> **Problems and tasks**
(a) Answer these questions about the text on the US-China trade war:
(i) Which three American demands on China does the text call legitimate?
(ii) What initiative does China use to cozy up to the rest of the world?
(iii) Which continent does China also have its eyes on?
(b) Reproduce the part of the trade war text that opens with the words "The tone is" and closes with "the theory, anyway.", swapping "recession" for "downturn".

> **Text section**
The tone is beginning to change. Until recently, the trade war between Washington and Beijing did not really worry economists. The majority was expecting that an agreement would be reached at some point. The American (and to a greater extent, Western) demands were, on the whole, legitimate: access to the Chinese market for businesses, respect for intellectual property rights, the end of forced technology transfers. No, China was not going to risk undermining its growth and seeing its unemployment rate climb by opposing the Trump administration head-on. The threat of riots was too great. As for the United States, it needed to soften its position a little and take a step toward Beijing. It was not in its interest to break global trade with protectionist measures and foster a recession. That’s the theory, anyway.
Economists are beginning to consider something else. A latent economic war is underway between the United States and Beijing, and a solution will take a long time. Why? China has its own economic agenda and value system. It wants to cut loose and become a solidly middle class country. It’s moving at its own pace. On the other hand, the American drive to contain China in the battle for world leadership is real. A China that wants to cozy up to the rest of the world with the Belt and Road Initiative. A China that also has its eyes on Africa. That goes beyond simple economics.

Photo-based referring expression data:
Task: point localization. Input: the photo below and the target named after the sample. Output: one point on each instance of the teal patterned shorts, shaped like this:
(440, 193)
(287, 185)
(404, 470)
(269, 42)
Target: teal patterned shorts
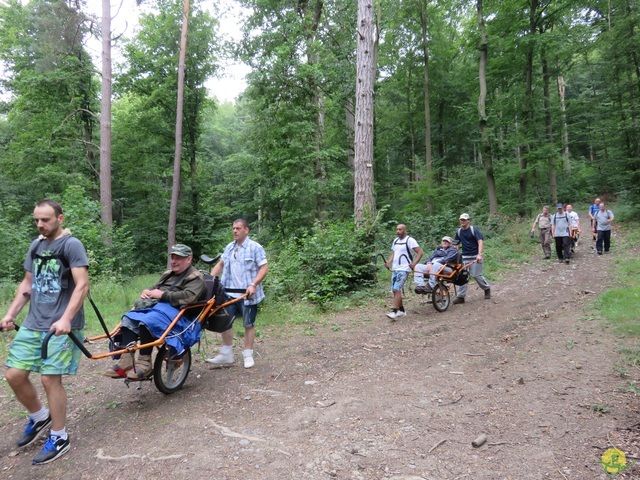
(26, 349)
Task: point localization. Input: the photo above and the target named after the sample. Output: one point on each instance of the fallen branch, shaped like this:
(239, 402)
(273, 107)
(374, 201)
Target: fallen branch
(101, 456)
(451, 403)
(437, 445)
(226, 432)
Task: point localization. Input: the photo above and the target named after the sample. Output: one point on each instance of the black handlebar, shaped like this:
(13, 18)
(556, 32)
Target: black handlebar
(45, 344)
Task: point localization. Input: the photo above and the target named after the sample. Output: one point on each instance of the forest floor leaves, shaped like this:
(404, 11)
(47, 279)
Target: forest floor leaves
(532, 369)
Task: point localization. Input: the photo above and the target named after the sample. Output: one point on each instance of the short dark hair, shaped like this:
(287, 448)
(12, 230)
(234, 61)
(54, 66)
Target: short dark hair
(242, 221)
(57, 208)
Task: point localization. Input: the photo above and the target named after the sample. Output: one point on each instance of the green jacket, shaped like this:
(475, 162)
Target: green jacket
(186, 291)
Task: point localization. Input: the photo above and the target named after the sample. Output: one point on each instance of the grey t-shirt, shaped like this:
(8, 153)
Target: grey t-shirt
(601, 219)
(50, 264)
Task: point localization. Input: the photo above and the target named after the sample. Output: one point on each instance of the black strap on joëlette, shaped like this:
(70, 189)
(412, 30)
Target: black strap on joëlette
(235, 290)
(101, 319)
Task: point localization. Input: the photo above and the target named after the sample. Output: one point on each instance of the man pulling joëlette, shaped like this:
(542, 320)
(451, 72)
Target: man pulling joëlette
(472, 249)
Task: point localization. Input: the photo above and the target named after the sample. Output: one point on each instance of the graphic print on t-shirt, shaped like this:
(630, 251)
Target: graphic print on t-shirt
(46, 283)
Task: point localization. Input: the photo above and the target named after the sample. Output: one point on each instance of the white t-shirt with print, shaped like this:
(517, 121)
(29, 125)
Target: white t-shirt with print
(401, 258)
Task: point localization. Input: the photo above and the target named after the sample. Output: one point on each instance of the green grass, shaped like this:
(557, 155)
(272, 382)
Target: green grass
(618, 306)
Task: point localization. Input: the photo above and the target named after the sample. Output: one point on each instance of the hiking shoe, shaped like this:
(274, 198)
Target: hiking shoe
(248, 359)
(33, 430)
(53, 448)
(143, 368)
(221, 359)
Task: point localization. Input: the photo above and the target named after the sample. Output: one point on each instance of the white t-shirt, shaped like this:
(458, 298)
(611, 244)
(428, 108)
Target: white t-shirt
(574, 217)
(401, 257)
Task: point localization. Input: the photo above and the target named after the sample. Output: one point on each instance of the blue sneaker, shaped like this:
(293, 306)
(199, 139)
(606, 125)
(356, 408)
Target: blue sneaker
(33, 430)
(53, 448)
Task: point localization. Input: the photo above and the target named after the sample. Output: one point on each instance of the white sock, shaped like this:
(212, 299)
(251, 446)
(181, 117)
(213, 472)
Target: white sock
(40, 415)
(60, 433)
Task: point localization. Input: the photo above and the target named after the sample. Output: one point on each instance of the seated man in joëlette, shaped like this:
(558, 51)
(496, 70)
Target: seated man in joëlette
(435, 263)
(156, 308)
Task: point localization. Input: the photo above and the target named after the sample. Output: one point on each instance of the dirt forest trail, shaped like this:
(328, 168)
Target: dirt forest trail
(366, 398)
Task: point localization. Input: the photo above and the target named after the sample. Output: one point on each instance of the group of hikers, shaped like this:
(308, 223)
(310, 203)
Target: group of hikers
(55, 284)
(406, 255)
(564, 228)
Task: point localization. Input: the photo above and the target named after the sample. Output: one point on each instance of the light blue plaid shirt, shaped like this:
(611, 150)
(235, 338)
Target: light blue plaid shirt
(241, 265)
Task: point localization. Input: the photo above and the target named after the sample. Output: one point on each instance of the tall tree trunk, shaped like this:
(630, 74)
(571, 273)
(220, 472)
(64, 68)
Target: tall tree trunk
(484, 152)
(177, 163)
(546, 81)
(427, 106)
(527, 124)
(364, 199)
(413, 174)
(565, 127)
(105, 122)
(349, 113)
(311, 21)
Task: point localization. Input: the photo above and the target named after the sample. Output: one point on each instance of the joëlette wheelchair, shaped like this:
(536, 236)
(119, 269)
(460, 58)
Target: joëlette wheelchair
(170, 371)
(446, 283)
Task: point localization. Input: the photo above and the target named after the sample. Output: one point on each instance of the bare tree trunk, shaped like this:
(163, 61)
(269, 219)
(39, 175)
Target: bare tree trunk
(427, 107)
(527, 121)
(105, 122)
(175, 190)
(546, 81)
(484, 153)
(364, 199)
(565, 127)
(349, 113)
(413, 174)
(311, 21)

> **Responses by item number**
(a)
(i) Access to the Chinese market for businesses, respect for intellectual property rights, and the end of forced technology transfers.
(ii) The Belt and Road Initiative.
(iii) Africa.

(b)
The tone is beginning to change. Until recently, the trade war between Washington and Beijing did not really worry economists. The majority was expecting that an agreement would be reached at some point. The American (and to a greater extent, Western) demands were, on the whole, legitimate: access to the Chinese market for businesses, respect for intellectual property rights, the end of forced technology transfers. No, China was not going to risk undermining its growth and seeing its unemployment rate climb by opposing the Trump administration head-on. The threat of riots was too great. As for the United States, it needed to soften its position a little and take a step toward Beijing. It was not in its interest to break global trade with protectionist measures and foster a downturn. That’s the theory, anyway.